### WHAT IS REQUIRED
Report each line of the data below in which "grass" appears.

### ENTRIES SHOWN
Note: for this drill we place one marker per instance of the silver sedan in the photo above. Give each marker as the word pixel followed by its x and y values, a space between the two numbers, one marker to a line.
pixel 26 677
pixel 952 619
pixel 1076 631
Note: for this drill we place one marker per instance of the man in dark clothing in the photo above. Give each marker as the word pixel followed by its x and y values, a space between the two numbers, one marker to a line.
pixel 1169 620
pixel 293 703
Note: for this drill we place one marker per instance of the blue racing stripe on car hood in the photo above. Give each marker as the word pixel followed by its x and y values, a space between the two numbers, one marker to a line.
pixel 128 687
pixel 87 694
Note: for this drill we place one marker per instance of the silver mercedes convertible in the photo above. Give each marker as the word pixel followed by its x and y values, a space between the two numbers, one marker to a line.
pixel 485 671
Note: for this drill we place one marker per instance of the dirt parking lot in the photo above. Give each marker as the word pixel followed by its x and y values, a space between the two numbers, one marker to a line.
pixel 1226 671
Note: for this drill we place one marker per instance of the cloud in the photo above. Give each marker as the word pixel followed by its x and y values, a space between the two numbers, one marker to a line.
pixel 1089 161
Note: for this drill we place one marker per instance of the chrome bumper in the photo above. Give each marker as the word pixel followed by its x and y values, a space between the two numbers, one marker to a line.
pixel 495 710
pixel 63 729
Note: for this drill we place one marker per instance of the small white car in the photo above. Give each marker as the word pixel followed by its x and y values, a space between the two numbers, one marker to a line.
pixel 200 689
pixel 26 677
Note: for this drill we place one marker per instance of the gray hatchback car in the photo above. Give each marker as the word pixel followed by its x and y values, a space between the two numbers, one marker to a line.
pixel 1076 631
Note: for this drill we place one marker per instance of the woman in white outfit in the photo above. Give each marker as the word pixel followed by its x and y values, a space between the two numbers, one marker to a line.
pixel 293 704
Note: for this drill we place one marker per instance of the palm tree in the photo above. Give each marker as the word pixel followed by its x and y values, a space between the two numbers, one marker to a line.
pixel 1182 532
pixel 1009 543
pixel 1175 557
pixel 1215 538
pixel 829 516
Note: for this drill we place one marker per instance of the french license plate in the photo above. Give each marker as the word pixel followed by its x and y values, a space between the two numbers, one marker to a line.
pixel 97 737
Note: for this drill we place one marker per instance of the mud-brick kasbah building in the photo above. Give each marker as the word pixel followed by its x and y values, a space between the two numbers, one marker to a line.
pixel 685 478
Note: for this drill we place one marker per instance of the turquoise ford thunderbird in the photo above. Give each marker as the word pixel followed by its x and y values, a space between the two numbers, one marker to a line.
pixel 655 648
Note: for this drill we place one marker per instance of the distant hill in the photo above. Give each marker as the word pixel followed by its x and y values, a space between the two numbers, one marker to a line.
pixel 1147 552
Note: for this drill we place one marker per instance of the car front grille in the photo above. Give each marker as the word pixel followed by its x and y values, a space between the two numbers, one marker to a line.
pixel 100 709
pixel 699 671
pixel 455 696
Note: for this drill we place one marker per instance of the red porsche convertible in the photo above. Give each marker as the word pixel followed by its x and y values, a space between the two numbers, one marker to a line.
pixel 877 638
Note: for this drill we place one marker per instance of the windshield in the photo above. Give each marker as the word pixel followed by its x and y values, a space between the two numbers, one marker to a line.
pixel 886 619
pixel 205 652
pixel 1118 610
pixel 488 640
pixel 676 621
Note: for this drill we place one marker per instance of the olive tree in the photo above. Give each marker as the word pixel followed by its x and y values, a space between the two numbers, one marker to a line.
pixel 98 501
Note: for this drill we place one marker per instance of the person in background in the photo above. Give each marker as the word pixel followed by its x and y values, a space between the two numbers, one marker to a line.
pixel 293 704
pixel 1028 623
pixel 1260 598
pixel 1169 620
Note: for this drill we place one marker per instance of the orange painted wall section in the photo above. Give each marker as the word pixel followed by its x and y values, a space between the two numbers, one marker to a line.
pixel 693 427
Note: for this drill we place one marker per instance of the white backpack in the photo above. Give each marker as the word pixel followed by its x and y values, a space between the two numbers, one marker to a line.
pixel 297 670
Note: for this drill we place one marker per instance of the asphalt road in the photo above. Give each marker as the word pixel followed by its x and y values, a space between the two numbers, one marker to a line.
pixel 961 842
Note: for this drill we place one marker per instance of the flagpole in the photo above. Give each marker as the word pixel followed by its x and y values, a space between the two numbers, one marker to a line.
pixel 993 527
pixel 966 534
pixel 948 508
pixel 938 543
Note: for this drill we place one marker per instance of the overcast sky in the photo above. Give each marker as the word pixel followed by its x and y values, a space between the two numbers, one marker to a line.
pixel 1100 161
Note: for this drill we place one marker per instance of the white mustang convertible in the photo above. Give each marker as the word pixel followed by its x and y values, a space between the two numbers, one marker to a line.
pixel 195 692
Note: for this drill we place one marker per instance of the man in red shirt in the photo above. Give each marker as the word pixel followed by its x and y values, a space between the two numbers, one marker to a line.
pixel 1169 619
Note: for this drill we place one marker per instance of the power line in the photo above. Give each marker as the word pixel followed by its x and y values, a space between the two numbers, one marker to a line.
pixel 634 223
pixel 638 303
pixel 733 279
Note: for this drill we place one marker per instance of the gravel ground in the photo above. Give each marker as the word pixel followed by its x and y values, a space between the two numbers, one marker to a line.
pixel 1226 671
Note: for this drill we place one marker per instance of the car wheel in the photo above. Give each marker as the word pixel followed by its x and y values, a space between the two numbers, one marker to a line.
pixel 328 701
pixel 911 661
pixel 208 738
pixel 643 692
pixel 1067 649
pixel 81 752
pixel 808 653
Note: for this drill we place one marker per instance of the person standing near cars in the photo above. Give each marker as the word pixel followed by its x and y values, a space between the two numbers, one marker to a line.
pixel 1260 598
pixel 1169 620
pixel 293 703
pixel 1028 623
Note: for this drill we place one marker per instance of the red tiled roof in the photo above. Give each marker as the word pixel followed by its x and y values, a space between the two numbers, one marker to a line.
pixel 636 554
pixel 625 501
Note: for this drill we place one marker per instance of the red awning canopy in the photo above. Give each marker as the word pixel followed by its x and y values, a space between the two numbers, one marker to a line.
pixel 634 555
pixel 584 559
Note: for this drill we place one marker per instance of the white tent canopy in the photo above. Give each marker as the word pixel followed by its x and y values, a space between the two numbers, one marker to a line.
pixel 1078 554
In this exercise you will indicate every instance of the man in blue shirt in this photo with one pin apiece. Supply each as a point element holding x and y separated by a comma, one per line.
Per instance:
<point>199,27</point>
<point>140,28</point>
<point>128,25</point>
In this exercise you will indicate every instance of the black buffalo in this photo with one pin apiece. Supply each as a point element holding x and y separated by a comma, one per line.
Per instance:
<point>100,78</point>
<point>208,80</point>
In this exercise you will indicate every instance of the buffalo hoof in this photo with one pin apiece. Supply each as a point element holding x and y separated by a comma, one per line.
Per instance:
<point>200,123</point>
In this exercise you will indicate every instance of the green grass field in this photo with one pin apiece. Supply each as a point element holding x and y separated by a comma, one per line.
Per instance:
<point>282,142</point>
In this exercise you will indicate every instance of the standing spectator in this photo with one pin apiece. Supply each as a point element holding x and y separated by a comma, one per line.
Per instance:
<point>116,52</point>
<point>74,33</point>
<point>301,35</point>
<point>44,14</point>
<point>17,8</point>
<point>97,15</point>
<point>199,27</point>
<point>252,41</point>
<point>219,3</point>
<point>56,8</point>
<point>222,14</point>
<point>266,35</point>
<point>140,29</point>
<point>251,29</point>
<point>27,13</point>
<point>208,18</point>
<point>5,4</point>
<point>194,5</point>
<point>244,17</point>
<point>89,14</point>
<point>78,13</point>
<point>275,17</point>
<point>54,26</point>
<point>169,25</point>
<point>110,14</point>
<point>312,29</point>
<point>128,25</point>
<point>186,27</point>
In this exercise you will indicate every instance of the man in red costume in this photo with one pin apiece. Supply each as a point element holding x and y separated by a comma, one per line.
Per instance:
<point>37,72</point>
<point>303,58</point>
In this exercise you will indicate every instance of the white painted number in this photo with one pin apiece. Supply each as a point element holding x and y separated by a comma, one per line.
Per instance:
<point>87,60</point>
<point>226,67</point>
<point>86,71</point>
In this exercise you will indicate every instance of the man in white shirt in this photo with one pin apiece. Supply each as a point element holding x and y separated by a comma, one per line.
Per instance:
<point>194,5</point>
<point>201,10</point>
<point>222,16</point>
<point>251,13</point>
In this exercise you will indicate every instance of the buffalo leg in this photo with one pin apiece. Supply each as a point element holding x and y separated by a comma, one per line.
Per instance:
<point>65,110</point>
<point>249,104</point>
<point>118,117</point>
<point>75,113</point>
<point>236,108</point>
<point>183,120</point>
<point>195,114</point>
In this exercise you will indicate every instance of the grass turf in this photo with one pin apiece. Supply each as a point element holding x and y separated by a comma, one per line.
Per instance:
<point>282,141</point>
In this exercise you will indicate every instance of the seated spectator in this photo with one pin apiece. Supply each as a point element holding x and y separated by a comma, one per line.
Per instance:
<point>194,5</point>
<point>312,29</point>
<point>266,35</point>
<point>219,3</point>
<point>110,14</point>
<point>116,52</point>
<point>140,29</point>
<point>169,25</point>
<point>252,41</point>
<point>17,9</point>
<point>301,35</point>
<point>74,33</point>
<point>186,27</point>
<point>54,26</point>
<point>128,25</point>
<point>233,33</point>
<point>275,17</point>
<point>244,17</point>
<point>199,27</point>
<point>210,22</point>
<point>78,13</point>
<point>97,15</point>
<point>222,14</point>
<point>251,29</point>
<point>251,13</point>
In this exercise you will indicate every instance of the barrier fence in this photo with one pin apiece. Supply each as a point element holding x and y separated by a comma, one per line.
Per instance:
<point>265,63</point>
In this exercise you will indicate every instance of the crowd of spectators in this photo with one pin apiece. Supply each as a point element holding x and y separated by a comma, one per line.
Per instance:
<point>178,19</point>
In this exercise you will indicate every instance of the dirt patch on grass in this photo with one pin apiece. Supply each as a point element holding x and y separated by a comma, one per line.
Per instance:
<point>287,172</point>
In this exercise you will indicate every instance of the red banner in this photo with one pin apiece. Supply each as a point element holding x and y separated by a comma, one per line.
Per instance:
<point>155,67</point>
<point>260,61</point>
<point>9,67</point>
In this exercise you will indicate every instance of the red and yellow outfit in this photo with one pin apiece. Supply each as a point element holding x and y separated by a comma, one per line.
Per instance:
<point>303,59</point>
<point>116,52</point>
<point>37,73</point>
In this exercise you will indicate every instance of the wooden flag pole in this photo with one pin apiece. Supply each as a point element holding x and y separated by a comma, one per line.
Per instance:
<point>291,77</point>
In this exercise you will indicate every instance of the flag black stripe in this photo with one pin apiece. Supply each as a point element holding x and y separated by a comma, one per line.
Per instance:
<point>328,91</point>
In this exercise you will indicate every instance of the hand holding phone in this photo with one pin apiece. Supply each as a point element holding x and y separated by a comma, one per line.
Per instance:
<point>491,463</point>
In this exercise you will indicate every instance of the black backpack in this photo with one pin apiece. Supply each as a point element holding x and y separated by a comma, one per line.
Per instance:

### REPLY TO THE TASK
In this exercise you will indicate every instance of the green grass field in this photo with one pin apiece. Supply each as a point element holding x and y separated by a comma, one per line.
In this exercise you will indicate every instance of the grass turf in this photo with one pin apiece. Supply each as a point element holding x and y separated by a comma, one per line.
In this exercise you will indicate every instance of the dirt patch on grass in this photo with one pin apiece. Supply each as a point element holding x and y separated by a comma, one per line.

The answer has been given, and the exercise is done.